Brief
Could you transcribe every record below exactly, leaving out the pictures?

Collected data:
※
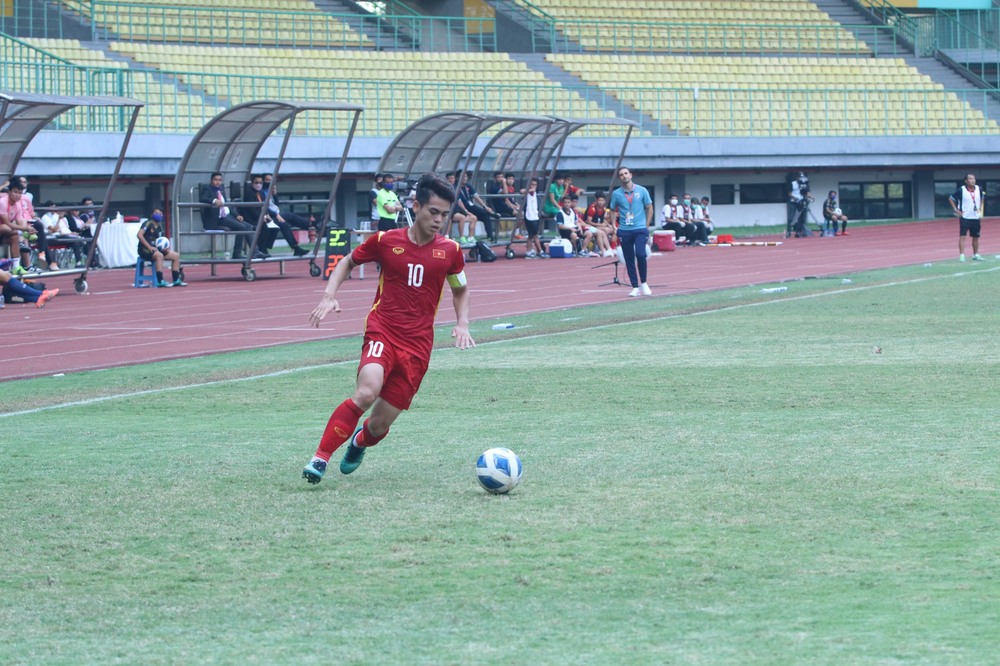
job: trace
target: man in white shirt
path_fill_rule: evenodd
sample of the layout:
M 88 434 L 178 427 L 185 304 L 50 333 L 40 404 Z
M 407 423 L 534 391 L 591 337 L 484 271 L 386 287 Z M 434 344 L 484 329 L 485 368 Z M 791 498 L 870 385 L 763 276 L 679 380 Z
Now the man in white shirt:
M 972 237 L 972 260 L 982 261 L 979 254 L 979 232 L 982 228 L 983 203 L 986 193 L 976 185 L 976 177 L 965 176 L 965 184 L 948 197 L 952 210 L 958 216 L 958 260 L 965 261 L 965 235 Z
※
Finished task
job: trace
target: man in white shirt
path_fill_rule: evenodd
sample of the layout:
M 88 434 L 178 427 L 185 304 L 50 333 L 40 404 Z
M 407 423 L 534 391 L 591 337 L 484 271 L 386 287 Z M 434 344 L 484 329 L 485 368 Z M 791 498 L 870 385 L 763 276 L 679 380 Z
Now the man in white shirt:
M 972 237 L 972 260 L 982 261 L 979 254 L 979 232 L 982 228 L 983 203 L 986 193 L 976 185 L 976 177 L 965 176 L 965 184 L 948 197 L 952 210 L 958 216 L 958 260 L 965 261 L 965 235 Z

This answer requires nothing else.